Selected extract:
--------------------

Poland, Belarus & Ukraine Report: March 2, 2004

2 March 2004, Volume 6, Number 7
BELARUS
LUKASHENKA BACKS DOWN IN GAS ROW WITH MOSCOW... Last month Moscow took an unprecedented step to discipline Belarusian President Alyaksandr Lukashenka and remind him that it is high time for him to start behaving in the manner the Kremlin wants him to -- Gazprom on 18 February halted gas supply to Belarus completely, charging that Minsk exhausted contracted gas quotas and began to siphon off Russian gas flowing in transit to third countries. Gazprom has refused to supply gas to Belarus since the beginning of the year, demanding a higher price for deliveries and favorable terms in the potential purchase of a controlling stake in Belarus's gas-pipeline operator Beltranshaz. To these two demands Lukashenka has steadfastly objected, at least until recently.

An accord to set up a Belarusian-Russian joint venture to run Belarus's gas-pipeline network, which is now run by Beltranshaz, was signed in April 2002, in addition to an agreement on the supply of 10 million cubic meters of gas to Belarus at a preferential price of some $30 per 1,000 cubic meters (Russia's domestic price for gas supplied to Smolensk Oblast bordering on Belarus). The planned sale of a stake in Beltranshaz to Gazprom collapsed in mid-2003, after Lukashenka valued the company at $5 billion and offered only a 50 percent stake, while Gazprom said it would pay only $600 million for a controlling stake.

Since the beginning of January, Belarus received gas from the formally independent traders Itera and Transnafta under short-term, "emergency" contracts, paying some $47 per 1,000 cubic meters. When a subsequent contract expired on 18 February and Minsk showed no willingness to sign another one, Gazprom turned off its gas tap.

--------------------

[Records pointing to named objects]

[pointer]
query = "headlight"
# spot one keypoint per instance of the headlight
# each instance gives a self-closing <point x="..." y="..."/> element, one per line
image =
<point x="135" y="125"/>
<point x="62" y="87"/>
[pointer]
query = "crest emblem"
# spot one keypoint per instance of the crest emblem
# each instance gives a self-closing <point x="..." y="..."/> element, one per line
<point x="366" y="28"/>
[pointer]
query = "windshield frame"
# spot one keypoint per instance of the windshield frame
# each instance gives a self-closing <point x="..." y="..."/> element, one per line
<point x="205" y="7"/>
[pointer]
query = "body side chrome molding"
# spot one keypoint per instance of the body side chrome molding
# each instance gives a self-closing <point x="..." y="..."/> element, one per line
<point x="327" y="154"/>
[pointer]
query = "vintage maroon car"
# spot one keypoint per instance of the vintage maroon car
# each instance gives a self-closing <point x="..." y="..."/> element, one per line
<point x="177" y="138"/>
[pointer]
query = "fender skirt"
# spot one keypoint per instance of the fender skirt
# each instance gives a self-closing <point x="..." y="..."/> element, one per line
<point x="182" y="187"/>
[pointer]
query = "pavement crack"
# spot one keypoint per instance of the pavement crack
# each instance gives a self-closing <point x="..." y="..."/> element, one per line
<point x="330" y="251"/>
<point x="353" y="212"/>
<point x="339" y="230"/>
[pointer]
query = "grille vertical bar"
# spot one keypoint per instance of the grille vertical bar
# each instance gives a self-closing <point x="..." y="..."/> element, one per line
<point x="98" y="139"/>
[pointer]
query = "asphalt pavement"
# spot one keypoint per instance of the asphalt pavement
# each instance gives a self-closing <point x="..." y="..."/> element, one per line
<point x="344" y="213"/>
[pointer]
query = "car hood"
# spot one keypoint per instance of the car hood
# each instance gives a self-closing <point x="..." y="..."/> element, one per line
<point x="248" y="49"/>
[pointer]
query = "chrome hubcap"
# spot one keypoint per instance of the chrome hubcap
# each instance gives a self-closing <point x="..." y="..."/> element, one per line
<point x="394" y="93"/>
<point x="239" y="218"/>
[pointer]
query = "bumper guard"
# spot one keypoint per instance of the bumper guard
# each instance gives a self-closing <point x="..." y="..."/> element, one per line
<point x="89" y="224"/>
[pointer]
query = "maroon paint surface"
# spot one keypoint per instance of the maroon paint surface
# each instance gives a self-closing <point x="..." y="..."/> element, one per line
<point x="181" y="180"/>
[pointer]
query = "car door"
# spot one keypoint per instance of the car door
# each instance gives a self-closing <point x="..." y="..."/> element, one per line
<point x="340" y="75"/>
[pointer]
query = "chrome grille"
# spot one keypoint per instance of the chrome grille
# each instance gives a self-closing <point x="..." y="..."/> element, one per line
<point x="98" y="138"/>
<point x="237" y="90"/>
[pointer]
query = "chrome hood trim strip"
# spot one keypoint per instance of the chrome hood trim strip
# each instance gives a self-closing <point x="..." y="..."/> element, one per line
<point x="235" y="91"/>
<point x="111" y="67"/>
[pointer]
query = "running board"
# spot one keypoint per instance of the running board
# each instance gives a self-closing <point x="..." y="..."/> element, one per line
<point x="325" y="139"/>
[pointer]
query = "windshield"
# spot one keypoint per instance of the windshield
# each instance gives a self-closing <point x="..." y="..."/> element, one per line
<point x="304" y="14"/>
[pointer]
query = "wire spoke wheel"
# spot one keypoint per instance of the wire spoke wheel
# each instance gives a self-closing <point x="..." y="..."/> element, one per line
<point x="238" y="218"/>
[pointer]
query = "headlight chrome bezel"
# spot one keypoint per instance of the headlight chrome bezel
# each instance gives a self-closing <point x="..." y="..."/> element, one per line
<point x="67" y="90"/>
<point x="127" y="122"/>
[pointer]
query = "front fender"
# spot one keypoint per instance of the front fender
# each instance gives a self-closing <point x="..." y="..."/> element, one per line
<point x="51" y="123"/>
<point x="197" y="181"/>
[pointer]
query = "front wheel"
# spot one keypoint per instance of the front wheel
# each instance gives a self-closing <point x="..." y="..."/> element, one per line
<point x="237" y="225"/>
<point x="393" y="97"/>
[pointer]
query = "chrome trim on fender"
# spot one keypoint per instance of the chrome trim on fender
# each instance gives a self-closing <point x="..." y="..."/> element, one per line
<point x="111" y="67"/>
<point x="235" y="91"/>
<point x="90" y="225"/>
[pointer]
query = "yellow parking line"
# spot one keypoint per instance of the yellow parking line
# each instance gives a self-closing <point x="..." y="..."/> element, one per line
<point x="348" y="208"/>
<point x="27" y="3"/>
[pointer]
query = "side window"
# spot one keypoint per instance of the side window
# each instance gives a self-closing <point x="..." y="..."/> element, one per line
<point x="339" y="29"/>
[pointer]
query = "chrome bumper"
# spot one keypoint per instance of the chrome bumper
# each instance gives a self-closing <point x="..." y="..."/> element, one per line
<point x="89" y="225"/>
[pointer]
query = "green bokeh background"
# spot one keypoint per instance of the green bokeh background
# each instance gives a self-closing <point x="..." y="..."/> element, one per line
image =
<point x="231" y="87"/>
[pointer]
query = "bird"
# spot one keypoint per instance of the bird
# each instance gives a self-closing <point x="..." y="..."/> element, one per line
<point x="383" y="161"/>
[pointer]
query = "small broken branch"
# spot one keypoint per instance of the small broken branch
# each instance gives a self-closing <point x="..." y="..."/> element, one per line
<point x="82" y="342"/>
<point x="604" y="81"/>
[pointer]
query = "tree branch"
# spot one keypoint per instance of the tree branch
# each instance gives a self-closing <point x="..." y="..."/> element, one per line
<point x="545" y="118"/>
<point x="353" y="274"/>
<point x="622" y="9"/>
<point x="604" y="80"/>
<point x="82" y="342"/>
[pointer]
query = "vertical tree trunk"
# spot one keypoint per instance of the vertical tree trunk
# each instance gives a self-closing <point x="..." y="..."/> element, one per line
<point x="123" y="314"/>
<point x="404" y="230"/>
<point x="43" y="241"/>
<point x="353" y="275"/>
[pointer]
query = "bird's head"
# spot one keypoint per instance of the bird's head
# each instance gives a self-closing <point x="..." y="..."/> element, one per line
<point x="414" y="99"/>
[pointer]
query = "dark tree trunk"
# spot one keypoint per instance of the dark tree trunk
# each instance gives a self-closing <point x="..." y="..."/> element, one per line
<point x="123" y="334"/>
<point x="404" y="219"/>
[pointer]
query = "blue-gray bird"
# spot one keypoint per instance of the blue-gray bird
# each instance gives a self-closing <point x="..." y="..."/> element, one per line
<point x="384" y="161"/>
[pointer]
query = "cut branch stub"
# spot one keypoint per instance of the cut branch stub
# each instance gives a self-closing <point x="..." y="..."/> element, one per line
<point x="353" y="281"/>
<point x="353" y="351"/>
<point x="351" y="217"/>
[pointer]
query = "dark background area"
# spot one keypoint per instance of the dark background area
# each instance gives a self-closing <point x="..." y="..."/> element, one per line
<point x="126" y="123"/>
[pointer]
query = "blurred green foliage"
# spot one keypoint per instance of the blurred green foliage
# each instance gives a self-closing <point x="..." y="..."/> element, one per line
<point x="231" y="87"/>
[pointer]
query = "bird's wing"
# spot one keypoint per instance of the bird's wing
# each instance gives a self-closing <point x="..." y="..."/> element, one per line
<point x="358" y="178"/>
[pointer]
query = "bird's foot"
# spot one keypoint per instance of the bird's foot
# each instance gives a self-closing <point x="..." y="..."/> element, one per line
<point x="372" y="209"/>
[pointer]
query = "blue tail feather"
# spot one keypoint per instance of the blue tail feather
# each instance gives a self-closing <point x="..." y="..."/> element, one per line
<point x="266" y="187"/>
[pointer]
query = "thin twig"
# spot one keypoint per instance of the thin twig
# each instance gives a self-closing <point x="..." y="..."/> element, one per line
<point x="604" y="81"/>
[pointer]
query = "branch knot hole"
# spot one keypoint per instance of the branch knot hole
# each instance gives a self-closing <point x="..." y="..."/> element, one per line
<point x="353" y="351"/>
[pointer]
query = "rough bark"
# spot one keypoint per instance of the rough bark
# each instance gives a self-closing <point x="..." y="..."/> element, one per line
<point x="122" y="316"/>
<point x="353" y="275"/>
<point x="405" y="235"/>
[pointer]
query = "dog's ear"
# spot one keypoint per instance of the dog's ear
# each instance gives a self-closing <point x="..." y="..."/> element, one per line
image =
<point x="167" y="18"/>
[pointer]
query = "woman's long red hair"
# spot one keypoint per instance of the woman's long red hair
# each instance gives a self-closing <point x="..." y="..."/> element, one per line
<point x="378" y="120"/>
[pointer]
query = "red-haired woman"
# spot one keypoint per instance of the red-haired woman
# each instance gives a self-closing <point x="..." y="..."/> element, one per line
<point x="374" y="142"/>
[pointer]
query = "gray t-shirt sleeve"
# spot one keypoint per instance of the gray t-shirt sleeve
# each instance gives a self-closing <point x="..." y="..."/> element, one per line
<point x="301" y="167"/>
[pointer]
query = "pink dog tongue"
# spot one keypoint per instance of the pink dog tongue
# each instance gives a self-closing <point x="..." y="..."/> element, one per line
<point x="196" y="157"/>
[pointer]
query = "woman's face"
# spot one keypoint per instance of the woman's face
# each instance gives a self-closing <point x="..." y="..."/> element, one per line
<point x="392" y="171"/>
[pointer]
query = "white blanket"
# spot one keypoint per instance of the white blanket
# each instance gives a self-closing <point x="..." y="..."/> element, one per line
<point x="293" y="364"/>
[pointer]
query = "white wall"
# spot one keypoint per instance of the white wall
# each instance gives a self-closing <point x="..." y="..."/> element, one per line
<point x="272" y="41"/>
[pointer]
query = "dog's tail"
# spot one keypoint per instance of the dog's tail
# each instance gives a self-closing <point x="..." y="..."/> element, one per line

--------------------

What to produce: Continue the report on the 2004 gas dispute between Belarus and Gazprom, beginning immediately after its final sentence.

Result of the exercise:
Lukashenka's first reaction to the gas cutoff was furious. Unlike several previous bitter rows with Moscow, this time the Belarusian president did not look for some "backstage" culprits but attacked Russian President Vladimir Putin directly. He accused the Russian leader of pursuing economic "terrorism," adding that such a hostile step had not been made against Belarus since the end of World War II. But later the same day, Lukashenka suddenly backed down and agreed to pay a higher price -- $50 per 1,000 cubic meters -- for Russian gas. In what seemed to be his last propagandistic salvo of anti-Putin spitefulness, Lukashenka publicly announced that he will take money from "Chornobyl victims" and "people who rotted in the trenches" to pay the higher gas bills.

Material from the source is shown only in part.